[[ Study material open ]]

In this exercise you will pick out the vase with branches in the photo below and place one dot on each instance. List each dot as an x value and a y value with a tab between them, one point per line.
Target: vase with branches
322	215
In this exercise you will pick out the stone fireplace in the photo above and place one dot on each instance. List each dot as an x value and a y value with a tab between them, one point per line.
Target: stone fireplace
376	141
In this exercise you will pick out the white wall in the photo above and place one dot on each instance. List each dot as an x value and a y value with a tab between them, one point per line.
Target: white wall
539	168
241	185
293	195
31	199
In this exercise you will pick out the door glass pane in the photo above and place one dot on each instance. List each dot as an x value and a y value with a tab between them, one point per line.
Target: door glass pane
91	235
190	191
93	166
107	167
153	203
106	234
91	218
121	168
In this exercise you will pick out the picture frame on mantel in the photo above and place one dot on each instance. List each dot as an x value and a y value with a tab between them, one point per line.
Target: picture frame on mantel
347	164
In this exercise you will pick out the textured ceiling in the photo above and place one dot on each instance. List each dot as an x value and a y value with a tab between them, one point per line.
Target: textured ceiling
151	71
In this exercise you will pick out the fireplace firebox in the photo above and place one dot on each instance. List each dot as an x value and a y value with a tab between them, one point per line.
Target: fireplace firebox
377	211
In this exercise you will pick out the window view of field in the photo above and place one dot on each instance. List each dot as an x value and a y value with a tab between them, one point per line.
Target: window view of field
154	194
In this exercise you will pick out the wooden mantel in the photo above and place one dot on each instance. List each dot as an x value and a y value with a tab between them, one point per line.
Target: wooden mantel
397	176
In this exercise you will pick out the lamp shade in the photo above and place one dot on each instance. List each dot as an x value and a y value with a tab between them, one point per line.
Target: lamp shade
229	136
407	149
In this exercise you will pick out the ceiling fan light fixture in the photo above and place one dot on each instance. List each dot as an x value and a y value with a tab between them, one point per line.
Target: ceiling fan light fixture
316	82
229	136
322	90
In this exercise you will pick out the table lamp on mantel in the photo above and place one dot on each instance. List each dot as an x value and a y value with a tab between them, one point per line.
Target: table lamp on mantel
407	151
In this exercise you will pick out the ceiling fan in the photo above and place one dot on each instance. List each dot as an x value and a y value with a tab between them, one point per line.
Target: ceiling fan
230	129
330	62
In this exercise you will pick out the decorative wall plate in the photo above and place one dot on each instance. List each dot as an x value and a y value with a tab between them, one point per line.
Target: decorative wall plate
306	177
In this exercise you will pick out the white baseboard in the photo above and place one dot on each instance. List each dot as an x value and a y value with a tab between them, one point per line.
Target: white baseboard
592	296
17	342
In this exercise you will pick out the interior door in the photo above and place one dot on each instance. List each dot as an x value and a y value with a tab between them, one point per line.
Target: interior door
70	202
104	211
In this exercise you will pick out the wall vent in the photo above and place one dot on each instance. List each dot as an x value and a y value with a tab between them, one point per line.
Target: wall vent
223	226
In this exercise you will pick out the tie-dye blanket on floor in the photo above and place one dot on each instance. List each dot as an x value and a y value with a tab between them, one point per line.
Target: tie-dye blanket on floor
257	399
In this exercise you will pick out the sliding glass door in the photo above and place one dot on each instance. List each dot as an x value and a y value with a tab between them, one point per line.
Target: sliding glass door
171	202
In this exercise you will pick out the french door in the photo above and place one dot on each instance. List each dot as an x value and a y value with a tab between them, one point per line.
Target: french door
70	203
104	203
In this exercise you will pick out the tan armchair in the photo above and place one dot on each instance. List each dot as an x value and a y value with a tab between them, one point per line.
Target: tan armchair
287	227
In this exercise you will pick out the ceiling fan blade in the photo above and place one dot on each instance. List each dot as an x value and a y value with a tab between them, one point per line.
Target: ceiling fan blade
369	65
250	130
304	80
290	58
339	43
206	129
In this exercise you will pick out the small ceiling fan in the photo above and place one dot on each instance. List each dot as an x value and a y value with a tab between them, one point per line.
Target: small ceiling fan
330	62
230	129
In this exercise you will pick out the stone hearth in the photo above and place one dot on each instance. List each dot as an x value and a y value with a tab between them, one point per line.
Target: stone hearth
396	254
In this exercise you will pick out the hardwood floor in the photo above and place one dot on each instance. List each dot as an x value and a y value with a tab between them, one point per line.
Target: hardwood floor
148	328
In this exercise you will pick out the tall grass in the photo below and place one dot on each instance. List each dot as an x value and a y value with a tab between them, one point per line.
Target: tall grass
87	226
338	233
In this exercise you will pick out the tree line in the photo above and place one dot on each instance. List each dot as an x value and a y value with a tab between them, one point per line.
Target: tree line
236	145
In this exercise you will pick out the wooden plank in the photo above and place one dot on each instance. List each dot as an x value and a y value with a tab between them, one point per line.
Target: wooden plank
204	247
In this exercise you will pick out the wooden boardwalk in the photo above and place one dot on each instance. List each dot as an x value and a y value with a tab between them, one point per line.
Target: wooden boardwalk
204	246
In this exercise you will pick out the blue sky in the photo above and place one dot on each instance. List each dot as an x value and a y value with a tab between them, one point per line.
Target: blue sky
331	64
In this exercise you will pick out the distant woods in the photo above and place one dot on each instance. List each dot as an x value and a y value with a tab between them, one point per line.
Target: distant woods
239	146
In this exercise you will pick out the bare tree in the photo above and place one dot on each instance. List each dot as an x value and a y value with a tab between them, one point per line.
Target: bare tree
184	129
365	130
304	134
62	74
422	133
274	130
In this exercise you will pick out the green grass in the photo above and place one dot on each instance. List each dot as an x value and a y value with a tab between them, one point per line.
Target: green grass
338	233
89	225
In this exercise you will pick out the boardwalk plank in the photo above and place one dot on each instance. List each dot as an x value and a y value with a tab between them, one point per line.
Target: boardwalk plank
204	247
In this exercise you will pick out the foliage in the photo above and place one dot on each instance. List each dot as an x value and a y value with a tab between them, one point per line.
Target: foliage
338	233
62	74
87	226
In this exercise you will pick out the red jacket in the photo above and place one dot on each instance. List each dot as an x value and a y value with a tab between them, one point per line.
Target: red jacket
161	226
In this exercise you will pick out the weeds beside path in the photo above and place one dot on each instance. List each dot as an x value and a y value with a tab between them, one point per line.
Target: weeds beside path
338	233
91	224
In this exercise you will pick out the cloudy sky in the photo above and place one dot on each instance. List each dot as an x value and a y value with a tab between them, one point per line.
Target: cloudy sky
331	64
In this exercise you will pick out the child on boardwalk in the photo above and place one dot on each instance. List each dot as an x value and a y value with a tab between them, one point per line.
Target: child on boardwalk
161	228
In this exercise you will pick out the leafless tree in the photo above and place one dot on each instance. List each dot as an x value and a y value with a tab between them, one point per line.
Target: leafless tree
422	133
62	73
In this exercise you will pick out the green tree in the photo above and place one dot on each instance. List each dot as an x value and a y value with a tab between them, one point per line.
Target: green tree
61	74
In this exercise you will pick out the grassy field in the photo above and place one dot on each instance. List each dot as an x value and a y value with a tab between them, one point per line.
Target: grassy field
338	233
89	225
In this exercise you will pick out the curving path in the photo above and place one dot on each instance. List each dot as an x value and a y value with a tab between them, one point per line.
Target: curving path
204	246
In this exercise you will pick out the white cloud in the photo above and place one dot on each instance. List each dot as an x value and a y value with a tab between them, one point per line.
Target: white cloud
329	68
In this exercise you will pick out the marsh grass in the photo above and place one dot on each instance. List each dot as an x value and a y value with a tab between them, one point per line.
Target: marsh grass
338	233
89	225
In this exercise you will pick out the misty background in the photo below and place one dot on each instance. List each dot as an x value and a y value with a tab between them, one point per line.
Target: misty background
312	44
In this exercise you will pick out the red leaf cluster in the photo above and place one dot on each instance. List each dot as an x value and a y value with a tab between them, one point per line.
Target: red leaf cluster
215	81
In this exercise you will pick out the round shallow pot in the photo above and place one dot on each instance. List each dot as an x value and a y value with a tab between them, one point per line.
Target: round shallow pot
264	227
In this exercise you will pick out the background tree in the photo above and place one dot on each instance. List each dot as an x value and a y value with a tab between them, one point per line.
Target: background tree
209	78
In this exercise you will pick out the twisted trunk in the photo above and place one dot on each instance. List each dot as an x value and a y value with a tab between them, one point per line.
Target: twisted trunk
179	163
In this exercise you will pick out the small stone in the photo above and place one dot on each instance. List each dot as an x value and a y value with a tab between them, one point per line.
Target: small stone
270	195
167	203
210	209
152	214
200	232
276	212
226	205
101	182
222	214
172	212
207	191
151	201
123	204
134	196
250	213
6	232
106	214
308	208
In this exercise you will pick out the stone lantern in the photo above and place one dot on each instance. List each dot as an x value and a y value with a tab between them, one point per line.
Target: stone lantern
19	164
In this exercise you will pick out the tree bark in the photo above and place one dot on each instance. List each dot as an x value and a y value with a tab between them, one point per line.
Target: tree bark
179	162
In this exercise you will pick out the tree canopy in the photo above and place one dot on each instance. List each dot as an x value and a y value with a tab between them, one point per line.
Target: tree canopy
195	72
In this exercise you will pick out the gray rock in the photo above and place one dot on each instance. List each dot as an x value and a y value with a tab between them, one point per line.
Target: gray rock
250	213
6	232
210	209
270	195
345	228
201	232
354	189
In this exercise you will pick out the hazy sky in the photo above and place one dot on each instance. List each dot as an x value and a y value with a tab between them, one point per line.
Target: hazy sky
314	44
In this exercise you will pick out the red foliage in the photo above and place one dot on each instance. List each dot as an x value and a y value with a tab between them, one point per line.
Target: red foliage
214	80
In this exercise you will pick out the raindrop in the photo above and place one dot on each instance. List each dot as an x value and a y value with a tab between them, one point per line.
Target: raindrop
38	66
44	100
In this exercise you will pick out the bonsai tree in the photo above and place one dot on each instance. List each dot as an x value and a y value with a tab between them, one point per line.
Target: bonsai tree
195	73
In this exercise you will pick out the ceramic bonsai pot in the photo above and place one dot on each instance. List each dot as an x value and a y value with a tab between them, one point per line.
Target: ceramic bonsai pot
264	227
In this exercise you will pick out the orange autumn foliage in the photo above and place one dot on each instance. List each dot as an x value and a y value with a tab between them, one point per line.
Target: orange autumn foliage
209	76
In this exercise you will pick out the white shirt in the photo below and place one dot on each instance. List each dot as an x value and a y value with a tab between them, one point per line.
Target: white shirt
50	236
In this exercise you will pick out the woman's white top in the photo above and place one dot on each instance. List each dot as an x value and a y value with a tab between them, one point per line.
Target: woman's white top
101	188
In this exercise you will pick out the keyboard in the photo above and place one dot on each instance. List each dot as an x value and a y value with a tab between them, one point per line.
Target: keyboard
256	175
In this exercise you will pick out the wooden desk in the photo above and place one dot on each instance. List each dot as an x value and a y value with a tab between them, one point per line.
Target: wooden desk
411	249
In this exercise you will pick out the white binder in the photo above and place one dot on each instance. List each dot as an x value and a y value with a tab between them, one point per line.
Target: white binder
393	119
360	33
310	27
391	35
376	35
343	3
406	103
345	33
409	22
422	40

[[ Study material closed ]]

**Task instructions**
In exact wording, restate the lines of the data above from the first through the one holding "In this exercise you will pick out the lamp", and stop after that line.

**Reply to the exercise**
In this exercise you will pick out the vase with branches in the photo below and place one dot on each instance. List each dot as an x value and a y value with a tab between them, one point per line.
Target: vase with branches
322	215
In this exercise you will pick out the stone fireplace in the photo above and place one dot on each instance. List each dot as an x value and a y value with a tab between them, one point per line.
Target: stone fireplace
376	141
In this exercise you will pick out the white wall in the photo above and place one dot on each instance. List each dot as an x value and a y value with a tab between them, one point per line.
Target: white wall
539	168
241	185
293	195
31	199
In this exercise you will pick out the door glass pane in the photo above and place one dot on each instance. List each dot as an x value and a y value with a tab between them, one point per line.
Target: door glass pane
91	235
190	191
93	166
107	167
153	203
106	234
91	218
121	168
In this exercise you will pick out the picture frame on mantel in the photo above and place one dot on each instance. List each dot as an x value and a y value with a tab between them, one point per line.
Target: picture frame on mantel
347	164
In this exercise you will pick out the textured ceiling in the photo above and place one dot on each instance. List each dot as an x value and a y value with a tab between them, one point per line.
Target: textured ceiling
151	71
In this exercise you will pick out the fireplace firebox in the photo above and place one dot on each instance. List each dot as an x value and a y value with a tab between them, one point per line.
Target: fireplace firebox
377	211
In this exercise you will pick out the window view of field in the photo above and place one dot on each instance. List each dot as an x value and a y value with a tab between them, one point per line.
Target: window view of field
154	194
In this exercise you will pick out the wooden mantel in the photo above and place one dot on each instance. List each dot as an x value and a y value with a tab between them, one point per line.
Target: wooden mantel
397	176
In this exercise you will pick out the lamp shade in the photo above and place one dot on each instance. List each dot as an x value and a y value with a tab between them, one point per line.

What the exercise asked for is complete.